• **Exercise goal**
Repeat all of the records below word for word, with nothing left out or changed.
** Start of Provided data **
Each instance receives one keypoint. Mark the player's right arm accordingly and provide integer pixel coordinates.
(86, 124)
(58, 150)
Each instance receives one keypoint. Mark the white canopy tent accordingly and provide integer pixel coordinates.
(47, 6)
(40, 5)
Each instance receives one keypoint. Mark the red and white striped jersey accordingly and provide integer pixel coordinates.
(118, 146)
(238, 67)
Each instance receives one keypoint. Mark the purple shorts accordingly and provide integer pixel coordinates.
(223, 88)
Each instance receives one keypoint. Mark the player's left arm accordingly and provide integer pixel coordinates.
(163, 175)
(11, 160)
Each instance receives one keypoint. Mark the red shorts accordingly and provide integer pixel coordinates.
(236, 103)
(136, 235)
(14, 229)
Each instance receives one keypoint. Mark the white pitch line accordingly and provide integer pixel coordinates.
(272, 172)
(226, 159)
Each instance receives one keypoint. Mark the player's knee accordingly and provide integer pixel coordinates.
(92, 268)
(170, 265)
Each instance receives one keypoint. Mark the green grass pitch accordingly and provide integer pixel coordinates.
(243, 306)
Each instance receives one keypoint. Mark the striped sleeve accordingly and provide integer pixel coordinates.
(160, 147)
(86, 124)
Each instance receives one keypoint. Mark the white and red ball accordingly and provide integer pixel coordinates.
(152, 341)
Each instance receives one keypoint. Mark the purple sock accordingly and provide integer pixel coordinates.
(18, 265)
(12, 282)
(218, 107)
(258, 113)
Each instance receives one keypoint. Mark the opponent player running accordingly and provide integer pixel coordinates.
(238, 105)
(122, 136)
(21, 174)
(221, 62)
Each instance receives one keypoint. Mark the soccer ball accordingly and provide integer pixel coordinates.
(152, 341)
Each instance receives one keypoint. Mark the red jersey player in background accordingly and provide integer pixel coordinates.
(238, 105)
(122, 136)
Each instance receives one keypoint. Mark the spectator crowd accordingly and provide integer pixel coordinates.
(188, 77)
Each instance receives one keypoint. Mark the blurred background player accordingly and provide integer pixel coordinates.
** End of Provided data **
• **Result**
Each instance receives one keypoint. Mark the player's right arm accordingly and provide integer pixel coordinates.
(86, 124)
(58, 150)
Each instance receives one keypoint. Mark the white canopy tent accordingly and provide integer pixel coordinates.
(47, 6)
(40, 5)
Each instance receives one keypoint. Mark the red and white striped jersey accordingly and provide integer pixel coordinates.
(118, 146)
(238, 67)
Each instance receives one keypoint. Mark the purple shorts accordingly and provide integer pixel coordinates.
(223, 88)
Each instance receives one keypoint. Mark the player's left arm accordingly and provide integer pixel coordinates.
(163, 175)
(11, 160)
Each instance receives one keypoint. Mark the red shorts accordingly and provide integer pixel coordinates.
(236, 103)
(136, 235)
(14, 229)
Each instance receives one keypoint. Mark the white pitch line accordingly and provide integer pixel coordinates.
(272, 172)
(226, 159)
Each instance receives one keypoint. Mark the player's knee accordingly and provide integer pixel coordinates.
(92, 268)
(170, 265)
Each instance receives one keypoint. Mark the green grass pitch accordingly and provide integer pixel coordinates.
(243, 306)
Each instance receives one keypoint. Mark the striped sleeve accordingly and provide integer pixel coordinates.
(160, 147)
(86, 124)
Each instance receives one keypoint. Mark the white and red ball accordingly and provide integer pixel coordinates.
(152, 341)
Each instance receives one keypoint. Mark the purple sock accordingly and provide integer pixel coordinates.
(18, 265)
(12, 282)
(218, 107)
(258, 113)
Each instance receives one keypoint. Mark the opponent player running accordingly and provide integer pixel coordinates.
(238, 105)
(122, 136)
(21, 174)
(221, 62)
Each instance receives one keypoint. Mark the soccer ball accordingly and provide integer pixel coordinates.
(152, 341)
Each instance receives one keypoint. Mark the red jersey player in background accordingly and provide integer pixel coordinates.
(238, 105)
(122, 136)
Each instance receives one keypoint. Mark the spectator crowd accordingly and provide integer pixel coordinates.
(188, 77)
Each instance receives one keypoint. Mark the blurred background player accordingly and provide integer pixel coordinates.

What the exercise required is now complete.